Exercise material:

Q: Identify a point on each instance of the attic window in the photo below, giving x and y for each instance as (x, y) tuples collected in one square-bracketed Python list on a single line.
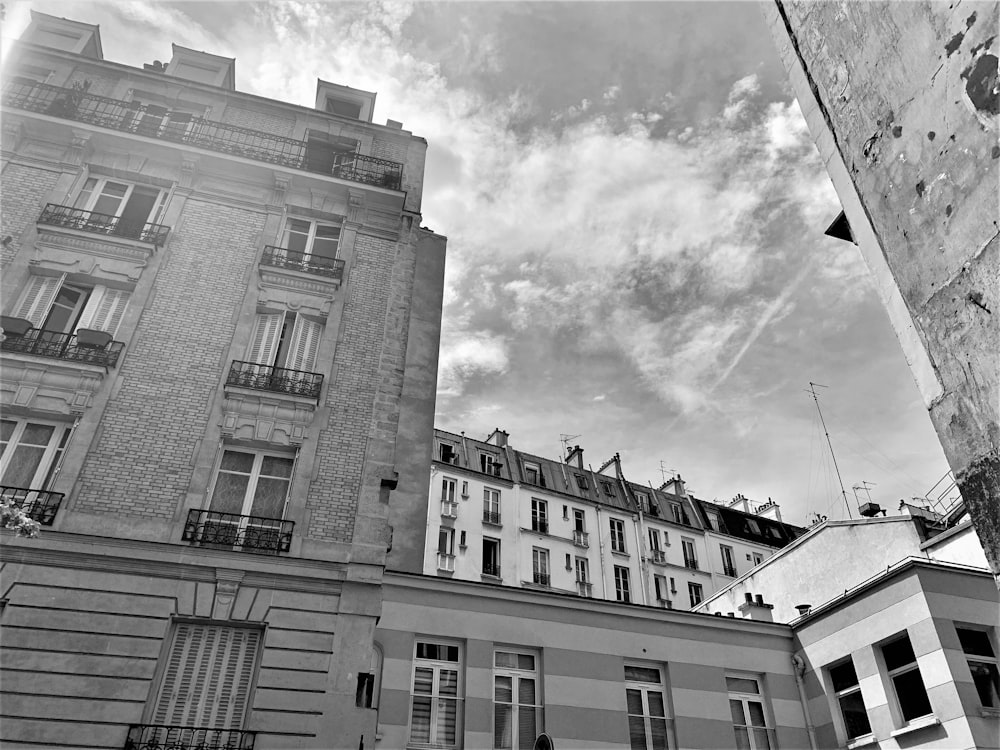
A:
[(343, 108)]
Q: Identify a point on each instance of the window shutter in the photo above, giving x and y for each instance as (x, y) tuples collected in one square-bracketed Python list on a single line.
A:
[(208, 675), (38, 298), (305, 343), (264, 341), (104, 309)]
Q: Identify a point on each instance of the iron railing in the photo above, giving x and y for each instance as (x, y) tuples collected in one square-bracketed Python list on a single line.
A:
[(38, 505), (59, 345), (248, 533), (158, 122), (281, 257), (97, 223), (278, 379), (174, 737)]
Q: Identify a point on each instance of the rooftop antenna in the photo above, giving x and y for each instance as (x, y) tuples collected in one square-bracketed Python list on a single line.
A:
[(843, 492)]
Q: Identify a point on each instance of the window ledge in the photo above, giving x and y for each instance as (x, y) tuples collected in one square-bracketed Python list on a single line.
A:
[(917, 724)]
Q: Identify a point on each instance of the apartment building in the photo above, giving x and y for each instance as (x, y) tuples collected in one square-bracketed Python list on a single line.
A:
[(503, 516), (220, 336)]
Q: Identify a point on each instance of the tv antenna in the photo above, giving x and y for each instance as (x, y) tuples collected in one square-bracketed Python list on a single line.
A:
[(843, 492)]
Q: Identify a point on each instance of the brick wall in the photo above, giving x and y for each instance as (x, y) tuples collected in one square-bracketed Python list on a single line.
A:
[(25, 191), (141, 461)]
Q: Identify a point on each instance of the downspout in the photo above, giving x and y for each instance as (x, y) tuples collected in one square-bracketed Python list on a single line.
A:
[(799, 667)]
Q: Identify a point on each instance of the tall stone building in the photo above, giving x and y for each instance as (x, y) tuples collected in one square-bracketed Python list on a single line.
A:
[(220, 336), (902, 100)]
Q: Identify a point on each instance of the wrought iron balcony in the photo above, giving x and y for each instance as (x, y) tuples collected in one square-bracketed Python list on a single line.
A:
[(280, 257), (278, 379), (173, 737), (232, 530), (96, 223), (39, 505), (78, 347), (157, 122)]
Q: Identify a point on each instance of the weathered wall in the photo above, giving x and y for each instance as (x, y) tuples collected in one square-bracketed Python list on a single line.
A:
[(902, 99)]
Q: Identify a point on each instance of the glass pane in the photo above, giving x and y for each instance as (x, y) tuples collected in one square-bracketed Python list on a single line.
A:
[(503, 689), (236, 461)]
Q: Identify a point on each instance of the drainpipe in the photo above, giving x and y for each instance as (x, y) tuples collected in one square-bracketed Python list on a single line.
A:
[(799, 667)]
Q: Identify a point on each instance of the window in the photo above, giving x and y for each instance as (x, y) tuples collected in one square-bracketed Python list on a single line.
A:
[(982, 662), (540, 566), (284, 339), (622, 591), (852, 707), (647, 708), (618, 536), (750, 719), (539, 515), (52, 304), (434, 712), (207, 660), (491, 506), (314, 240), (491, 557), (728, 560), (904, 674), (517, 705), (30, 450), (695, 594)]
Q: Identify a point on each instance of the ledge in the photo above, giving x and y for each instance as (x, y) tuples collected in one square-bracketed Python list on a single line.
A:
[(916, 725)]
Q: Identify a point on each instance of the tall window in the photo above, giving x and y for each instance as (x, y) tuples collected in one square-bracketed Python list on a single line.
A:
[(852, 705), (29, 452), (750, 718), (907, 684), (982, 662), (645, 696), (434, 712), (622, 589), (517, 704), (617, 535), (540, 566), (284, 339), (539, 515)]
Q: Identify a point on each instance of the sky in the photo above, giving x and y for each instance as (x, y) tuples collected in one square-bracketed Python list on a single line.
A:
[(635, 212)]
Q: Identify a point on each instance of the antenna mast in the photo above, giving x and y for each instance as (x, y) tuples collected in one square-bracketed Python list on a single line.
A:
[(843, 492)]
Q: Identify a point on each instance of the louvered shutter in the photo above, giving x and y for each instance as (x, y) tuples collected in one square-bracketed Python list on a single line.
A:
[(104, 309), (305, 343), (207, 678), (264, 341), (38, 298)]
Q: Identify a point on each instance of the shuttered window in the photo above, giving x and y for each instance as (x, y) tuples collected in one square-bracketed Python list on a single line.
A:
[(208, 676)]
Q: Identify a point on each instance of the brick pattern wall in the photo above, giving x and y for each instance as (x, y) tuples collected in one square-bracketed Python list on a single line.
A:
[(141, 462), (268, 122), (340, 453), (25, 191)]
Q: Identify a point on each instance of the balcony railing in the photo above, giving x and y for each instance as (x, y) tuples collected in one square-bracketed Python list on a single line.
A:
[(280, 257), (278, 379), (247, 533), (59, 345), (96, 223), (173, 737), (157, 122), (38, 505)]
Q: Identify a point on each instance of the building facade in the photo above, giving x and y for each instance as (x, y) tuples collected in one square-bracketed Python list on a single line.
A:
[(502, 516), (220, 336)]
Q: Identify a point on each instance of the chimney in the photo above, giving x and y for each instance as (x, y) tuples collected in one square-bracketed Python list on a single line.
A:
[(498, 438), (575, 455), (756, 609)]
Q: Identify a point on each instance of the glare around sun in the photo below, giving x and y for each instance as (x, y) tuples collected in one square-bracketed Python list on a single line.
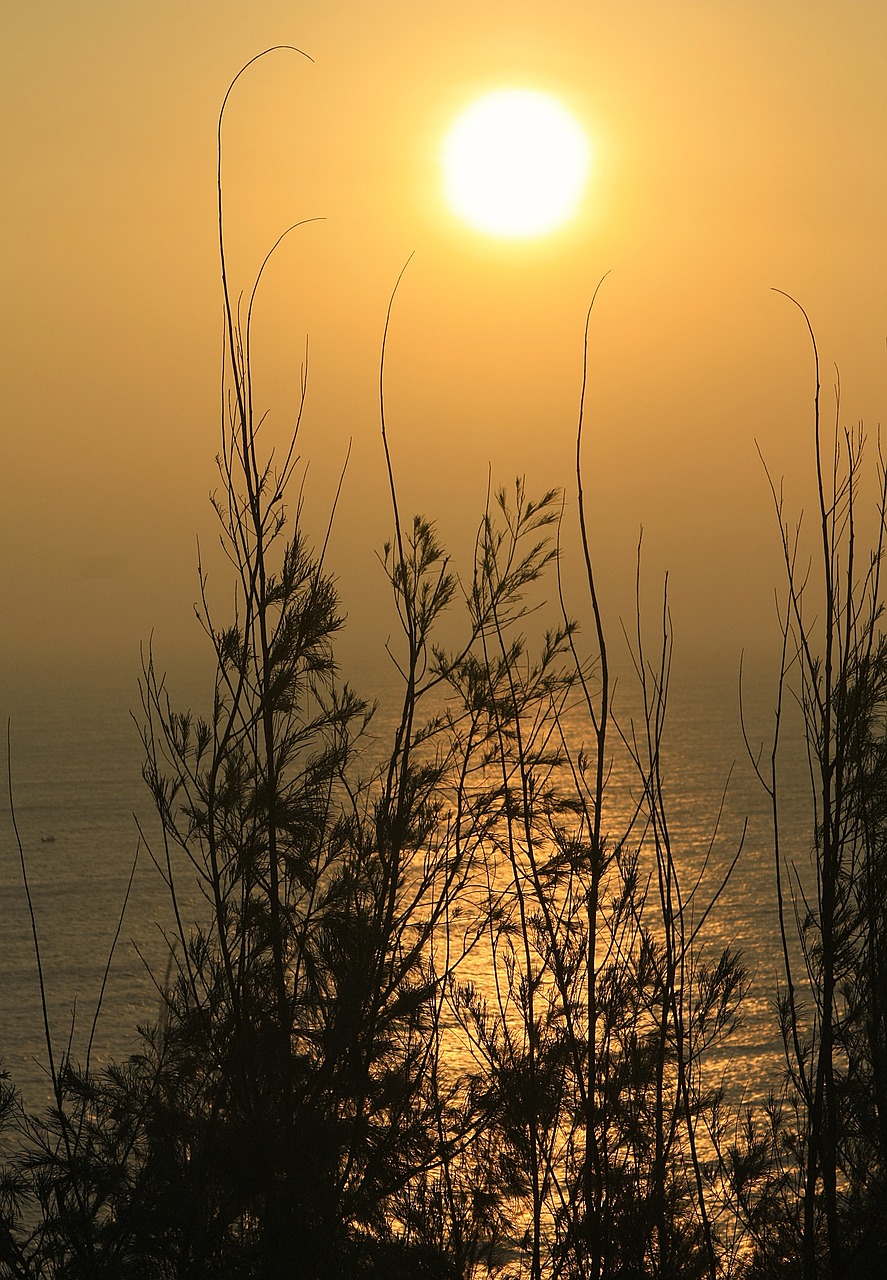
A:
[(515, 164)]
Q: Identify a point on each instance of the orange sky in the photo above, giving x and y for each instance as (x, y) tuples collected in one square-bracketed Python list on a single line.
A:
[(740, 146)]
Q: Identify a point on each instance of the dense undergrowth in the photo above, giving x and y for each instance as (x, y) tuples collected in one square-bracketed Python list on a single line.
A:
[(327, 1095)]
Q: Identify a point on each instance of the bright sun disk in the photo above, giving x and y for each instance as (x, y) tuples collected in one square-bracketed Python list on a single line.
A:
[(515, 164)]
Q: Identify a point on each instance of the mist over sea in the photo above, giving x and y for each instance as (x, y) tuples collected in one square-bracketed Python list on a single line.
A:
[(76, 764)]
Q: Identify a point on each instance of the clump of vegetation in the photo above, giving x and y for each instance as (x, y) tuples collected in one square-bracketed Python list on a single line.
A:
[(439, 1018)]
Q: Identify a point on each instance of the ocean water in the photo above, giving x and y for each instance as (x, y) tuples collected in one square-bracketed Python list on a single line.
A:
[(77, 792)]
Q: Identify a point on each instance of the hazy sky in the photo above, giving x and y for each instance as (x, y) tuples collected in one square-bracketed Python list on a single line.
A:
[(740, 146)]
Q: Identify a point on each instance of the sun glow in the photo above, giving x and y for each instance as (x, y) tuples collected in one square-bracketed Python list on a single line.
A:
[(515, 164)]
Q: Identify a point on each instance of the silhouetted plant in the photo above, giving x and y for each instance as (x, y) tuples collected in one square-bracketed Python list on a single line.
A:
[(819, 1203)]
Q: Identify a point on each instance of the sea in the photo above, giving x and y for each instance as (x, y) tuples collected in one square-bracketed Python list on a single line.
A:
[(77, 818)]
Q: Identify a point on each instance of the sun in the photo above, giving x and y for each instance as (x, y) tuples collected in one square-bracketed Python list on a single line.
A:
[(515, 164)]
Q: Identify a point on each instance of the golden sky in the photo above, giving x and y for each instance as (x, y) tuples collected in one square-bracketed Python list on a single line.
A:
[(740, 146)]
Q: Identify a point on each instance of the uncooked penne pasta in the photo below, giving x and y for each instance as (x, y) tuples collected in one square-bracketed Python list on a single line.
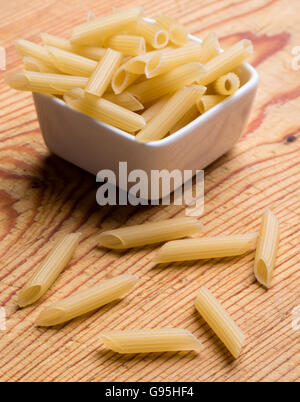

Task requirements:
Search the material above for lines containing the string "railing", then pull them out.

Answer to the problem:
Q: Identify a point on each instance of the iron railing in the photo above, giving x and y for each instance as (x, y) tuples collected in one square-bracketed Python list on a single line.
Q: Identify a point on each instance of the balcony railing in the photo above, giving x and y for each instance as (x, y) tuples collected in one square-bracketed Python list on a single line.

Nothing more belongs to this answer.